Description of the task >> Since the copy must match the original, write out each record word for word, skipping only the pictures.

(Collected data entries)
================================

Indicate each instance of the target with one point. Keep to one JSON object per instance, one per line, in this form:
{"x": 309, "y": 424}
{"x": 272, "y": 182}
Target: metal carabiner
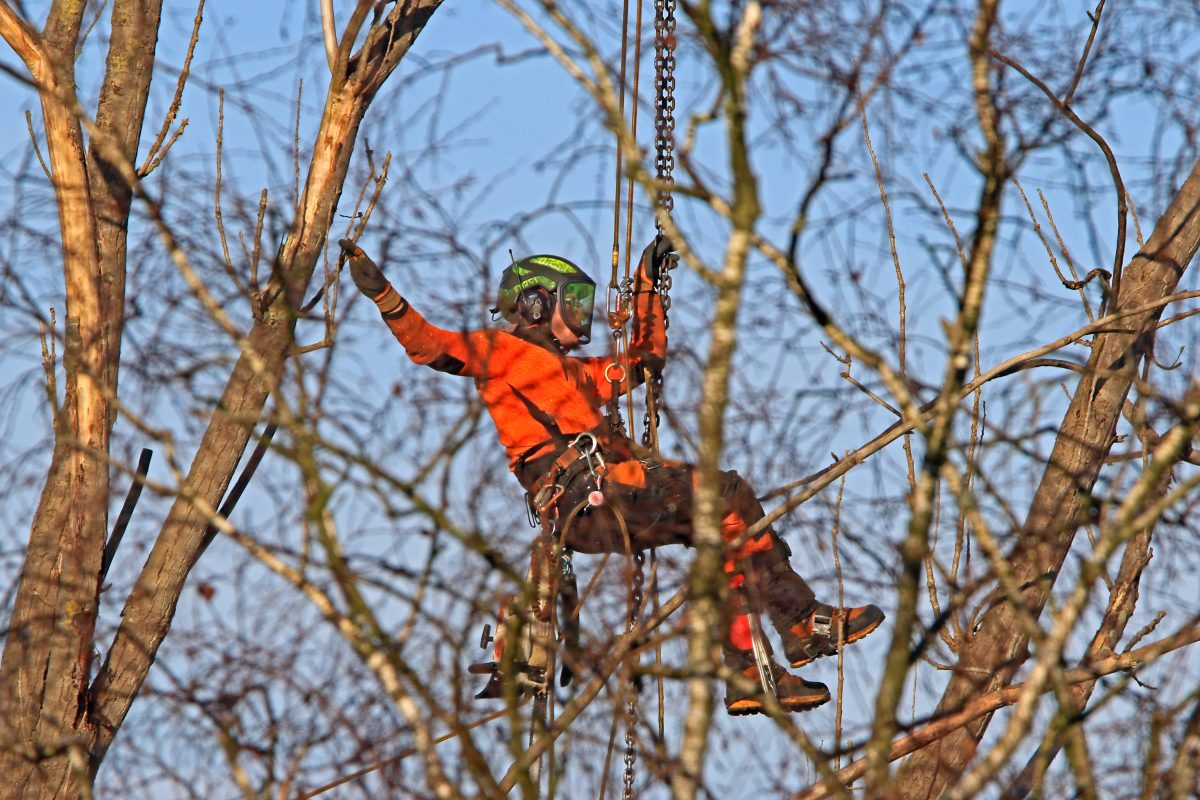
{"x": 586, "y": 450}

================================

Result of this task >>
Indicate each instance of the target with one point. Keep to one JSON object per instance, one per line, in this form:
{"x": 309, "y": 424}
{"x": 272, "y": 182}
Target: metal carabiner
{"x": 586, "y": 450}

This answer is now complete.